Please arrange every line of the entries below as a Markdown table with two columns, Row and Line, numbering the rows in order and leaving out blank lines.

───── Entries shown ─────

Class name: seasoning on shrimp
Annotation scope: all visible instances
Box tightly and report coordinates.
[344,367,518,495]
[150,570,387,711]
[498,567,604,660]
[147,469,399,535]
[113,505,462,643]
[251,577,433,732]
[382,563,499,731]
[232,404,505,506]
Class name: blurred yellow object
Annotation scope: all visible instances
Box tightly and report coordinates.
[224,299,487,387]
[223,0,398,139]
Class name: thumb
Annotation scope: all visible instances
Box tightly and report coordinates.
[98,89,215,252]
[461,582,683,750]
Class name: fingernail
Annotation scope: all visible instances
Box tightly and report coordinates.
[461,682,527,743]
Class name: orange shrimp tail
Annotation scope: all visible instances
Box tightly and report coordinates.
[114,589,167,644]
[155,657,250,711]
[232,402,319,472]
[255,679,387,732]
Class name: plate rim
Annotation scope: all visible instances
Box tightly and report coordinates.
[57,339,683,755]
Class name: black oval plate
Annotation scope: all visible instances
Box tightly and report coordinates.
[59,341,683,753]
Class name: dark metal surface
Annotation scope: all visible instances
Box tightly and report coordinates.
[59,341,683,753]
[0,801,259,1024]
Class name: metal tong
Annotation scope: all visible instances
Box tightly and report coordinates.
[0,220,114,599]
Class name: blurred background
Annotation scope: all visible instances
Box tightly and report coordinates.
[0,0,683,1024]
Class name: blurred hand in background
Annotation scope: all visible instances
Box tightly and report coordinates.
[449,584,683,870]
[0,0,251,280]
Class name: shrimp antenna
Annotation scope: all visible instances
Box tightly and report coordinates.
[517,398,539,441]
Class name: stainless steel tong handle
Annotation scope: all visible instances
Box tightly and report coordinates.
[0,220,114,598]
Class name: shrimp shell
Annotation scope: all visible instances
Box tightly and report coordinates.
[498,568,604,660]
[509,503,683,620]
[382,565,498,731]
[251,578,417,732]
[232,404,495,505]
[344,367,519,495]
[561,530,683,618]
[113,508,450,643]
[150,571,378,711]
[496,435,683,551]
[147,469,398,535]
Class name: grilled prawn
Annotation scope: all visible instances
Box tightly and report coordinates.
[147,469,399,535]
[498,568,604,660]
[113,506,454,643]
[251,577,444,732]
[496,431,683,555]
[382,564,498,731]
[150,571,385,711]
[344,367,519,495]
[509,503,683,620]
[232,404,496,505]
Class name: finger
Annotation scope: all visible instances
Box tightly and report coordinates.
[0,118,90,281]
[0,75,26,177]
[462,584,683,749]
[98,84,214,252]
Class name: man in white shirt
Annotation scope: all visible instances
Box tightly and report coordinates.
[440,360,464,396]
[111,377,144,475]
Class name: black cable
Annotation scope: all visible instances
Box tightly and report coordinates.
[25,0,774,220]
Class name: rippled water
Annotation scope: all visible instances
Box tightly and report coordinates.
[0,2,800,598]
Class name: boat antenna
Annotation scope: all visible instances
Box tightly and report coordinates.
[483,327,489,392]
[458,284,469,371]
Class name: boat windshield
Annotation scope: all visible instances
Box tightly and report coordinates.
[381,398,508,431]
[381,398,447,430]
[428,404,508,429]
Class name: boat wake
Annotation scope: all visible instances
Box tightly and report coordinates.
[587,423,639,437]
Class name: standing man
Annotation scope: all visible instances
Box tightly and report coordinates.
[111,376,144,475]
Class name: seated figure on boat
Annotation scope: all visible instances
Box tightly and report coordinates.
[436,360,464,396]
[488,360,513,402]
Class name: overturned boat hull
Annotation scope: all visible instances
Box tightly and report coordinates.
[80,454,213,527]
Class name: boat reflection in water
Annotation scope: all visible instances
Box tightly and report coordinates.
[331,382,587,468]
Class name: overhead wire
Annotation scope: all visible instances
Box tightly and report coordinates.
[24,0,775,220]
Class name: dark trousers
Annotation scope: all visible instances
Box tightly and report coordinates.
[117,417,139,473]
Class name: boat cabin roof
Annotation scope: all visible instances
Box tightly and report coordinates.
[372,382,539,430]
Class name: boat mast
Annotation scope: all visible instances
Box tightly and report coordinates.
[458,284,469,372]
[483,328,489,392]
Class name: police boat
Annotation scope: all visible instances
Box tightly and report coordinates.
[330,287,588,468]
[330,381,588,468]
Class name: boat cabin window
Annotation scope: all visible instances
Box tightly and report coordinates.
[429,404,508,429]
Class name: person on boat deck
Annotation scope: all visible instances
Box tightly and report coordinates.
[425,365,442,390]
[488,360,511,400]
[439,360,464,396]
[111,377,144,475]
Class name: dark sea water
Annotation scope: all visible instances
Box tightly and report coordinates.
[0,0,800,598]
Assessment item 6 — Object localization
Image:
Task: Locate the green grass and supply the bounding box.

─────

=== The solution ===
| Row | Line |
|---|---|
| 1 | Class name: seasoning on shrimp |
| 2 | Annotation scope: all visible instances |
| 3 | Box tightly and report coordinates. |
| 4 | [344,367,518,495] |
| 5 | [150,570,387,711] |
| 6 | [498,567,604,660] |
| 7 | [147,469,399,535] |
| 8 | [113,505,462,643] |
| 9 | [251,577,433,732] |
| 10 | [382,563,499,731] |
| 11 | [232,404,505,506] |
| 12 | Class name: blurred yellow object |
| 13 | Annotation scope: all visible instances |
| 14 | Box tightly and report coordinates. |
| 15 | [224,299,487,387] |
| 16 | [223,0,398,139] |
| 17 | Class name: thumb |
| 18 | Annotation scope: all visible instances |
| 19 | Box tightly and report coordinates. |
| 20 | [98,89,215,252] |
| 21 | [461,582,683,750] |
| 22 | Class name: fingernail |
| 23 | Annotation scope: all visible instances |
| 24 | Box tightly and report coordinates. |
| 25 | [461,682,527,743] |
| 26 | Class name: orange shrimp tail |
| 27 | Annotation scope: all visible instances |
| 28 | Box tightly and report coordinates. |
| 29 | [114,589,167,644] |
| 30 | [155,657,250,711] |
| 31 | [232,402,319,472] |
| 32 | [255,679,387,732] |
| 33 | Class name: plate rim |
| 34 | Annotation scope: all visible instances |
| 35 | Box tightly and report coordinates. |
| 36 | [57,339,683,755] |
| 37 | Class name: black oval plate |
| 38 | Annotation scope: all visible instances |
| 39 | Box tightly and report coordinates. |
| 40 | [59,341,683,753] |
| 41 | Class name: dark metal surface |
| 42 | Annotation scope: all visible instances |
| 43 | Box tightly and report coordinates. |
| 44 | [59,341,683,753] |
| 45 | [0,801,259,1024] |
| 46 | Class name: metal tong |
| 47 | Annotation scope: all visible instances |
| 48 | Box tightly and report coordinates. |
| 49 | [0,220,114,599] |
| 50 | Class name: blurred background |
| 51 | Annotation scope: all visible instances |
| 52 | Box tightly and report coordinates. |
| 53 | [0,0,683,1024] |
| 54 | Class name: blurred hand in background |
| 55 | Annotation scope: all visible instances |
| 56 | Box tightly and report coordinates. |
| 57 | [449,584,683,870] |
| 58 | [0,0,251,280] |
| 59 | Class name: shrimp antenna |
| 60 | Annotation scope: all visible instances |
| 61 | Box tightly and report coordinates. |
| 62 | [517,398,539,441] |
| 63 | Class name: stainless steel tong handle |
| 64 | Annotation scope: all visible instances |
| 65 | Box tightly and report coordinates. |
| 66 | [0,220,114,598] |
| 67 | Class name: shrimp shell |
| 68 | Annotation scope: all visible instances |
| 69 | Box tightly and report coordinates. |
| 70 | [498,568,604,660] |
| 71 | [509,503,683,620] |
| 72 | [382,565,498,731] |
| 73 | [251,578,417,732] |
| 74 | [232,404,495,505] |
| 75 | [344,367,519,495] |
| 76 | [561,530,683,618] |
| 77 | [113,508,450,643] |
| 78 | [150,571,378,711] |
| 79 | [496,435,683,551] |
| 80 | [147,469,398,535] |
| 81 | Class name: grilled prawn |
| 82 | Annotation scope: all visible instances |
| 83 | Box tightly and report coordinates. |
| 84 | [147,469,399,535] |
| 85 | [498,568,604,660] |
| 86 | [113,506,454,643] |
| 87 | [251,577,444,732] |
| 88 | [496,431,683,555] |
| 89 | [382,564,498,731] |
| 90 | [150,571,385,711] |
| 91 | [344,367,519,495] |
| 92 | [509,503,683,620] |
| 93 | [232,404,496,505] |
| 94 | Class name: finger |
| 95 | Annotation scope: all visible instances |
| 96 | Box tightly and report coordinates. |
| 97 | [0,118,90,281] |
| 98 | [0,75,26,177] |
| 99 | [462,584,683,749] |
| 100 | [98,84,214,252] |
| 101 | Class name: man in white shirt |
| 102 | Annotation scope: all visible instances |
| 103 | Box tightly and report coordinates. |
| 104 | [440,360,464,396] |
| 105 | [111,377,144,475] |
| 106 | Class name: black cable |
| 107 | Annotation scope: all visible instances |
| 108 | Box tightly and report coordinates. |
| 109 | [25,0,774,220] |
| 110 | Class name: rippled water |
| 111 | Annotation scope: all visible instances |
| 112 | Box tightly and report coordinates. |
| 113 | [0,2,800,598] |
| 114 | Class name: boat antenna |
| 115 | Annotation scope: all visible instances |
| 116 | Box tightly and report coordinates. |
| 117 | [483,327,489,392] |
| 118 | [458,284,469,371] |
| 119 | Class name: boat windshield |
| 120 | Annotation scope: all visible instances |
| 121 | Box tightly and report coordinates. |
| 122 | [381,398,508,431] |
| 123 | [381,398,447,430] |
| 124 | [428,404,508,429] |
| 125 | Class name: boat wake |
| 126 | Annotation scope: all visible instances |
| 127 | Box tightly and report coordinates. |
| 128 | [587,423,639,437] |
| 129 | Class name: standing man |
| 130 | Annotation scope: all visible instances |
| 131 | Box tightly and report coordinates. |
| 132 | [111,376,144,475] |
| 133 | Class name: seated figure on boat |
| 134 | Annotation scope: all visible instances |
| 135 | Box tightly and report coordinates. |
| 136 | [436,360,464,396] |
| 137 | [488,360,513,402] |
| 138 | Class name: overturned boat hull |
| 139 | Annotation scope: all visible instances |
| 140 | Box tightly and report coordinates. |
| 141 | [80,454,213,527] |
| 142 | Class name: boat reflection in water |
| 143 | Annotation scope: all visible instances |
| 144 | Box tightly and report coordinates. |
| 145 | [331,382,587,468] |
| 146 | Class name: overhead wire |
| 147 | Annotation scope: all visible instances |
| 148 | Box tightly and report coordinates. |
| 149 | [24,0,775,220] |
| 150 | Class name: dark trousers |
| 151 | Annotation scope: all visible instances |
| 152 | Box tightly and report coordinates. |
| 153 | [117,417,139,473] |
| 154 | Class name: boat cabin roof |
| 155 | Annotation scope: all visible instances |
| 156 | Box tightly and report coordinates. |
| 157 | [372,382,539,430] |
| 158 | Class name: boat mast |
| 159 | Annotation scope: all visible instances |
| 160 | Box tightly and report coordinates. |
| 161 | [458,284,469,372] |
| 162 | [483,328,489,392] |
| 163 | Class name: police boat |
| 164 | Annotation scope: all visible instances |
| 165 | Box tightly and report coordinates. |
| 166 | [330,287,588,468] |
| 167 | [330,381,588,468] |
| 168 | Class name: boat cabin window |
| 169 | Annotation scope: all visible instances |
| 170 | Box tightly and report coordinates. |
| 171 | [429,404,508,429] |
| 172 | Class name: person on boat deck |
| 173 | Annotation scope: all visible instances |
| 174 | Box tightly and report coordinates. |
| 175 | [425,365,442,390] |
| 176 | [488,360,511,400] |
| 177 | [439,360,464,396] |
| 178 | [111,377,144,475] |
| 179 | Class name: dark sea water |
| 180 | Annotation scope: all visible instances |
| 181 | Box tightly and report coordinates. |
| 182 | [0,0,800,598] |
| 183 | Assessment item 6 — Object localization |
| 184 | Image: |
| 185 | Task: Locate the green grass and supply the bounding box. |